**Data provided:**
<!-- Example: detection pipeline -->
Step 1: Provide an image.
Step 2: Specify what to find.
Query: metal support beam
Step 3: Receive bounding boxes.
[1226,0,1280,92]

**Written request:**
Arrange the items as a two-column CSV with the headers input and output, one row per item. Put each item's text in input and its answer in output, each as one quoted field with line breaks replaced by spaces.

**Written reply:**
input,output
"<!-- Example: detection pipeline --> Step 1: Provide an image. Step 2: Specify what to find. Query: metal support beam Step 3: Receive bounding boxes.","[1226,0,1280,92]"